Dataset items:
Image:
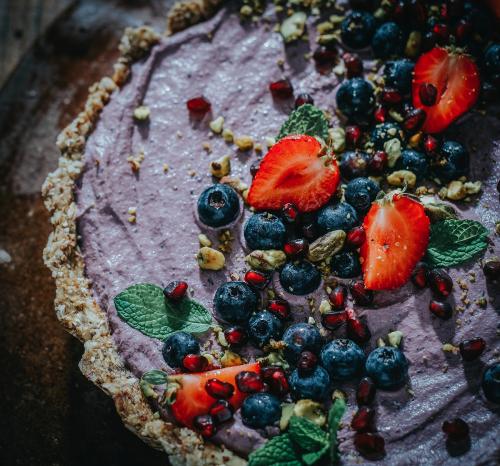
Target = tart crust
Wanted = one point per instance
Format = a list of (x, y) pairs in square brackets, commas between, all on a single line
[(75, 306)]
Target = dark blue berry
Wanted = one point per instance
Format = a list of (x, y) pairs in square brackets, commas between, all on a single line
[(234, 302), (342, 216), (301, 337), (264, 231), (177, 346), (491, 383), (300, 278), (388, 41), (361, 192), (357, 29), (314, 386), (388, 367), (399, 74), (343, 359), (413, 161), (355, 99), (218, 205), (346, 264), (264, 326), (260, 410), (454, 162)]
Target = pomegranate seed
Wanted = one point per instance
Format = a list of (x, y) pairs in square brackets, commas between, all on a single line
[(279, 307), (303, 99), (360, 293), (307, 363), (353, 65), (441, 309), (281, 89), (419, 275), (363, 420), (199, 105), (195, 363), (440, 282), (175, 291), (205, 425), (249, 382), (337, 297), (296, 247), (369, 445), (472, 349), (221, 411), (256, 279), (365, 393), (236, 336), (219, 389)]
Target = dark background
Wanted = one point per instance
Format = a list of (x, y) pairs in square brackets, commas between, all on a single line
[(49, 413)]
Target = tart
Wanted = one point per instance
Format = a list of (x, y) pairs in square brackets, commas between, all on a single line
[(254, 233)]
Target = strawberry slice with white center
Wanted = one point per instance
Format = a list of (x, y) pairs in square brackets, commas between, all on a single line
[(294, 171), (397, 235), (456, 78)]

▶ _WHAT YOU SHOULD DO_: Every record must be copied exactly, with the pictures left out.

▶ _SOLVED EXERCISE_:
Image:
Target = tart crust
Wanted = one point per instance
Format = a list of (x, y) pairs in square brackets, commas between, all on a single line
[(75, 306)]
Target = dark blue berry
Wanted = one point per instance
Format = a list of (x, y) pairs in square brackets, commas between, all on a single line
[(234, 302), (342, 216), (301, 337), (264, 231), (177, 346), (491, 383), (300, 278), (388, 41), (361, 192), (357, 29), (314, 386), (388, 367), (399, 74), (343, 359), (413, 161), (355, 99), (218, 205), (346, 264), (264, 326), (260, 410), (454, 162)]
Target = pomegranate seed
Wanted = one point per instance
Format = a list of (x, y) pairs in square brackets, commas between, all on a single line
[(279, 307), (303, 99), (360, 293), (307, 363), (353, 65), (441, 309), (281, 89), (419, 275), (363, 420), (199, 105), (195, 363), (440, 282), (175, 291), (205, 425), (249, 382), (337, 297), (296, 247), (369, 445), (472, 349), (221, 411), (256, 279), (365, 393), (236, 336), (219, 389)]
Target = dark background
Wanted = one point per instance
Format = a list of (x, y) pairs in square brackets, commas between, all on a single line
[(49, 413)]
Target = tart
Wanted = one point per instance
Format = a list of (x, y) pairs in square brackets, commas between, all on a single line
[(254, 233)]
Target = strawberry slice with white center
Wanted = one point per instance
Format = a list of (x, y) pairs in square brackets, commas between, all on a single line
[(294, 171), (397, 235), (456, 78)]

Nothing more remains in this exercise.